→ **Document passage**:
[start]

Node internal networking

This chapter explains how a user can connect workloads (VMs and Docker containers) to services and network ports of a node. In order to do this, it explains the internal networking concepts in detail. Most workloads will need to be connected to a network as networking is the main form of communication for workloads. They either want to connect to external servers or they are servers themselves, in which case they need to be made visible for their communication partners. The Nerve networking system enables both use cases.

The image below shows an example node consisting of the host/domain-0 and the real-time VM running the CODESYS runtime (labeled rtvm). To further clarify the networking example it also has one Virtual Machine workload and one Docker workload deployed. The virtual machine is depicted outside of the host and the Docker container is depicted in the Docker network inside of the host. For the sake of explanation, however, the workloads are not yet connected. This is done in the examples further below.

The physical ports P1 to P5 and I/O of the Nerve Device (the MFN 100 in this case) are displayed on the left, touching the large dark rectangle that represents the host. The light blue interfaces connected to them inside the host are Linux bridged interfaces displayed with their names on the host. Highlighted by a dark blue dashed frame is the libvirt network with NAT interfaces. The system is set up so that the network bridges can be reached by connecting through the physical ports and that virtual machines can reach outside of the system through the NAT interfaces.

Highlighted by an orange dashed frame is the Docker network including the default Docker network (the orange interface labeled bridge), as well as Docker network equivalents of the Linux bridged interfaces. For the sake of easier representation, the physical ports P1 to P5 are duplicated to the right of the Docker network, again touching the host. This is done to show that Docker network interfaces can also be reached directly by connecting to the physical ports while also making sure to show that the libvirt network and the Docker network are separate from each other.

The Nerve internal network is highlighted by the green frame. It consists of the rtvm interface and the isolated interfaces. The isolated interfaces are designed for communication inside of the system, enabling communication between workloads. Using the isolated interfaces, communication can be established between Docker workloads, between Virtual Machine workloads, or between Docker and Virtual Machine workloads. The rtvm interface is designed for communication with the RTVM and can be used to enable communication of the RTVM with Docker and Virtual Machine workloads.

All interfaces colored in purple are related to the RTVM. Interfaces labeled eth are symbolic representations of interfaces that are used by virtual machines and Docker containers for communication with the Nerve system. The actual used interfaces depend on the Docker container or virtual machine.

Connections are displayed in three ways. Blue lines are connections that are predefined by the system. Blue arrows are used between bridged interfaces and the libvirt network to indicate NAT. Further down below, green lines are used as example connections that can be defined by the user.

As mentioned above, the image above represents the MFN 100. Refer to the device guide for information on the Nerve Device as the physical ports and the connection to their respective interfaces differ.

[end]

→ **Raw data**:
[start]

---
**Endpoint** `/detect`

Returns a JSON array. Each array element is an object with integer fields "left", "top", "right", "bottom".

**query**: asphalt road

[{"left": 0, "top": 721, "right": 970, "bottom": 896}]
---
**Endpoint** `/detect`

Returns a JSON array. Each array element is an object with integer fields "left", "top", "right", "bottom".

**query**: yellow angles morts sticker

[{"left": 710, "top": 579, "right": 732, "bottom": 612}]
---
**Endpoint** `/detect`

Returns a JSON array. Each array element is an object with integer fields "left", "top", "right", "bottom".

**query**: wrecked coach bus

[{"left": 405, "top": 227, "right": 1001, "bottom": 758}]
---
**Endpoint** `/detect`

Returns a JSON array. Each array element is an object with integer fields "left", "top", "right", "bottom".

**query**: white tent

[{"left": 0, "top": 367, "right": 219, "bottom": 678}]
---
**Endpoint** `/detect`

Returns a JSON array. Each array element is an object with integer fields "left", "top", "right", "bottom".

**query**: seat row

[end]

→ **Aim 1**:
In the node internal networking text, which colored frames highlight parts of the node, and what does each one highlight?
→ **Aim 2**:
Can you extend the node internal networking text, starting right after its last sentence?

→ **Exercise response 1**:
- Dark blue dashed frame: the libvirt network with NAT interfaces
- Orange dashed frame: the Docker network, including the default Docker network and the Docker network equivalents of the Linux bridged interfaces
- Green frame: the Nerve internal network, made up of the rtvm interface and the isolated interfaces

→ **Exercise response 2**:
See the tables below for more information on the interfaces, their usage and their IP ranges. The table is structured by workload type and shows which interface can be used for each workload type.

Networks for Virtual Machine workloads

Networks for Docker and Docker Compose workloads

Physical ports, other interfaces and connections

The following sections are conceptual explanations. Workloads are attached to internal networks during the provisioning process. Refer to the provisioning chapters (Virtual Machine workloads and Docker workloads) in the user guide on how to provision workloads.

Addressing workloads by DNS name

Docker containers and virtual machines can be addressed by their DNS name, without the need of knowing the exact IP address. The DNS name of a Docker container and a virtual machine consists of the hostname or container name and the name of the network they are attached to. This behavior is explained further within the examples below, highlighting the DNS name that can be used where applicable.

Addressing a Docker workload by DNS name

The DNS name of a Docker workload is defined in the provisioning process of the workload. Following the Provisioning a Docker workload chapter, the DNS name is determined by the Container name and Network name settings formatted as <containername>.<networkname>. As an example, the following screenshot shows these settings of a Docker workload:

According to these settings, this Docker container can be reached under docker-container.isolated1 after being deployed to a node.

Addressing a Virtual Machine workload by DNS name

For Virtual Machine workloads the same principle applies, but the hostname part of the DNS name does not come from the workload provisioning settings in the Management System. The hostname is defined within the virtual machine, usually at creation time. As an example, if a Windows VM is generated on a Nerve Device, the hostname that is defined during the installation process of the Windows OS is required for addressing the Virtual machine per DNS name, e.g. DOCUMENTATION-PC.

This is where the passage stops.